Input data Block Start

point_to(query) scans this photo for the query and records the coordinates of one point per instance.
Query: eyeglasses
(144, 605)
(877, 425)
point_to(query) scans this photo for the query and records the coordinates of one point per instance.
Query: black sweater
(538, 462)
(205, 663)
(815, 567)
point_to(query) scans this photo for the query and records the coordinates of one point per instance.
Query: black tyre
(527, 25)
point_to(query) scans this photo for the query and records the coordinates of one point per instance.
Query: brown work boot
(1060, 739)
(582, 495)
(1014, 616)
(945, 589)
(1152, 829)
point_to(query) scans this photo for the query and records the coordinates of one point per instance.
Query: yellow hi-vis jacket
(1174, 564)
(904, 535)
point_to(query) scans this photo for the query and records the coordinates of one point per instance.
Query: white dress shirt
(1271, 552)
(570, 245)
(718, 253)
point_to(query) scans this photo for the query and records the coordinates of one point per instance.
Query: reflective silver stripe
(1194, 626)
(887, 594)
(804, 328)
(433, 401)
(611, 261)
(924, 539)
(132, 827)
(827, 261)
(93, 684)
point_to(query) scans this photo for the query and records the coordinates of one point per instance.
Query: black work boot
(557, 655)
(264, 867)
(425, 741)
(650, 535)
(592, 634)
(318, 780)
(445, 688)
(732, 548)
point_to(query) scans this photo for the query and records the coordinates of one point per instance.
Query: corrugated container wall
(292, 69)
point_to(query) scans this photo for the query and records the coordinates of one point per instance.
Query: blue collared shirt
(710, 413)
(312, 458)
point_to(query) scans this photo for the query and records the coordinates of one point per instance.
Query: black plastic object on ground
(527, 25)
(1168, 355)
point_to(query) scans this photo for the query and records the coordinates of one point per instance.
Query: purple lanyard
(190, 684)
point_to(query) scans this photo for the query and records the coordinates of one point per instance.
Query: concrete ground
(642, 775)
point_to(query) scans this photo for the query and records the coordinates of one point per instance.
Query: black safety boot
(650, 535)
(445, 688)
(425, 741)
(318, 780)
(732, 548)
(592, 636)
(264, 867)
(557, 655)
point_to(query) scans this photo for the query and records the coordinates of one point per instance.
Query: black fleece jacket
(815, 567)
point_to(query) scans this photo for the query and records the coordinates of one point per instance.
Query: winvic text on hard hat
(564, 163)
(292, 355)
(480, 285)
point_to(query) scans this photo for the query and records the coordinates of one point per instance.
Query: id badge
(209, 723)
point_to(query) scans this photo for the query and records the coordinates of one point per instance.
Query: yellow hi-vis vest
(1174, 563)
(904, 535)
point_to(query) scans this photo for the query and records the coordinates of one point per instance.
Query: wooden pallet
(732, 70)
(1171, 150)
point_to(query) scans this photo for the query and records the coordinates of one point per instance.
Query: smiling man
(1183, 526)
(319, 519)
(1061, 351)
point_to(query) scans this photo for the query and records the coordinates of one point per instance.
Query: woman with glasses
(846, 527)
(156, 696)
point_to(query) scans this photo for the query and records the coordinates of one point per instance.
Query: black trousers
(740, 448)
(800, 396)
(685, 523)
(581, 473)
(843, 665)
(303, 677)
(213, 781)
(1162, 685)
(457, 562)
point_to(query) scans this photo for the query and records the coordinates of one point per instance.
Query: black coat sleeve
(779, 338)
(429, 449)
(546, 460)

Input data Block End

Assignment: Would you retype all of the lines shown above, exactly as given?

Answer section:
point_to(query) scans this photo for the query and records the coordinates of one point per instance.
Query: eyeglasses
(144, 605)
(877, 425)
point_to(query) scans this photo for the query and records the coordinates of one point per instance.
Query: black sweater
(538, 462)
(205, 663)
(815, 567)
point_to(query) scans this photo for the query and records the coordinates of one point per instance.
Query: black tyre
(527, 25)
point_to(query) scans this photo for the query and records the coordinates of one point per instance.
Query: brown work boot
(1060, 739)
(582, 495)
(1014, 616)
(945, 589)
(1152, 829)
point_to(query) scans this photo for the query and records the coordinates of one point per instance.
Query: yellow hi-vis jacket
(1174, 564)
(904, 535)
point_to(query) scans this photo for the query and records the coordinates of one point per instance.
Query: white dress shirt
(1271, 552)
(570, 245)
(718, 253)
point_to(query) scans this photo for the query and records the coordinates of one point per instance.
Query: reflective silver stripe
(1194, 626)
(887, 594)
(804, 328)
(433, 401)
(611, 261)
(924, 539)
(132, 827)
(827, 261)
(93, 684)
point_to(query) scans this photo for the query and records the coordinates of one point per instance.
Query: black work boot
(557, 655)
(264, 867)
(425, 741)
(650, 535)
(592, 634)
(318, 780)
(445, 688)
(732, 548)
point_to(query) scans this photo for the query and records the coordinates of one point per instance.
Query: corrugated container wall
(292, 69)
point_to(query) scans this photo for the query and records the coordinates of one point per instance.
Query: blue collared shirt
(710, 413)
(312, 458)
point_to(query) scans this photo for the query and records the coordinates of one point per instance.
Query: black plastic object on ground
(527, 25)
(1168, 355)
point_to(query) scans this photo for the query and records the coordinates of one point per instance.
Query: purple lanyard
(190, 684)
point_to(query) scans this photo for the query and records the coordinates of one point per instance.
Query: concrete ground
(642, 775)
point_to(query) scans this photo for the query and records the coordinates of one point per instance.
Query: black safety boot
(650, 535)
(445, 688)
(425, 741)
(318, 780)
(732, 548)
(592, 636)
(264, 867)
(557, 655)
point_to(query) scans this photo for the query and records the coordinates of one point per instance.
Query: black fleece jacket
(815, 567)
point_to(query) scans this photo for the query and records the coordinates of one point per instance.
Query: winvic text on hard hat
(564, 163)
(292, 355)
(480, 285)
point_to(query) scans this photo for the query and records the coordinates of one point per instance.
Query: id badge
(209, 723)
point_to(query) scans this photo for the query and records the coordinates of one point per instance.
Query: yellow hi-vis vest
(1174, 563)
(904, 535)
point_to(query) scans this photo for the query and records the coordinates of one point per instance.
Query: wooden pallet
(732, 70)
(1171, 150)
point_to(query) scans this photo for the query and records the coordinates of one point per instance.
Query: smiling man
(1183, 526)
(319, 519)
(1061, 351)
point_to(query) scans this photo for the query and records the coordinates of one point per instance.
Query: woman with glasses
(846, 527)
(156, 696)
point_to(query) scans this photo for the query and records the coordinates of one point per instance.
Query: black trousers
(740, 448)
(800, 396)
(685, 523)
(581, 473)
(843, 665)
(303, 677)
(213, 781)
(1162, 685)
(457, 562)
point_to(query) scans this photo for the query and records the coordinates of one point per instance.
Query: black coat sleeve
(779, 338)
(429, 449)
(546, 460)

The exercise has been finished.